▸ **Listed records**

____

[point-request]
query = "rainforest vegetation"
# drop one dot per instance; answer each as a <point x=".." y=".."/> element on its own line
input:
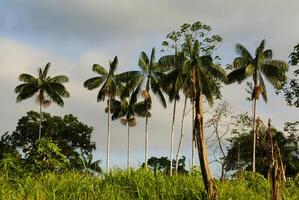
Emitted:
<point x="51" y="157"/>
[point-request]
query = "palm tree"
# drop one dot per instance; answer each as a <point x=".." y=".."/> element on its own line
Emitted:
<point x="126" y="112"/>
<point x="175" y="81"/>
<point x="110" y="87"/>
<point x="261" y="65"/>
<point x="204" y="78"/>
<point x="150" y="76"/>
<point x="48" y="89"/>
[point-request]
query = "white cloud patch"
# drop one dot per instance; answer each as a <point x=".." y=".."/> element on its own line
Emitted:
<point x="73" y="35"/>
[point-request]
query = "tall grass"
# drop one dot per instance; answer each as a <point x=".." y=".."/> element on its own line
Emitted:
<point x="135" y="184"/>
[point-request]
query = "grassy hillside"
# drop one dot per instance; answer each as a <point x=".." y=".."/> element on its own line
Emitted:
<point x="137" y="184"/>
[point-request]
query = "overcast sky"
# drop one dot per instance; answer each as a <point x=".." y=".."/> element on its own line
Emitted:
<point x="75" y="34"/>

____

▸ **Task requirements**
Reproduce the listing exactly. Leave its pictures out.

▸ **Problem solution**
[point-request]
query = "rainforest vegetation"
# drop one dot per instance; answer each as a <point x=".." y=".."/> element on its own line
input:
Emitted:
<point x="51" y="157"/>
[point-request]
query = "palm tree"
# drop one dot per instance; answer each as a <point x=".." y=".."/> element on its own line
Emitted:
<point x="126" y="112"/>
<point x="175" y="81"/>
<point x="110" y="87"/>
<point x="261" y="65"/>
<point x="204" y="78"/>
<point x="150" y="76"/>
<point x="48" y="89"/>
[point-request]
query = "white cloud patch"
# drop one dot per instance; answer each as a <point x=".." y=".."/> element on its own line
Emitted:
<point x="73" y="35"/>
[point-request]
query = "tall grass"
# drop one dot per instance; answer each as a <point x=".." y=".."/> element on its own line
Emitted:
<point x="135" y="184"/>
[point-request]
query = "grassy hillside"
# drop one dot per instance; answer each as a <point x=".." y=".."/> element on its own line
Emitted:
<point x="137" y="184"/>
[point-request]
query = "overcast sky"
# drop one dot per instance; answer each as a <point x=".." y=".."/> element on its own line
Emitted:
<point x="75" y="34"/>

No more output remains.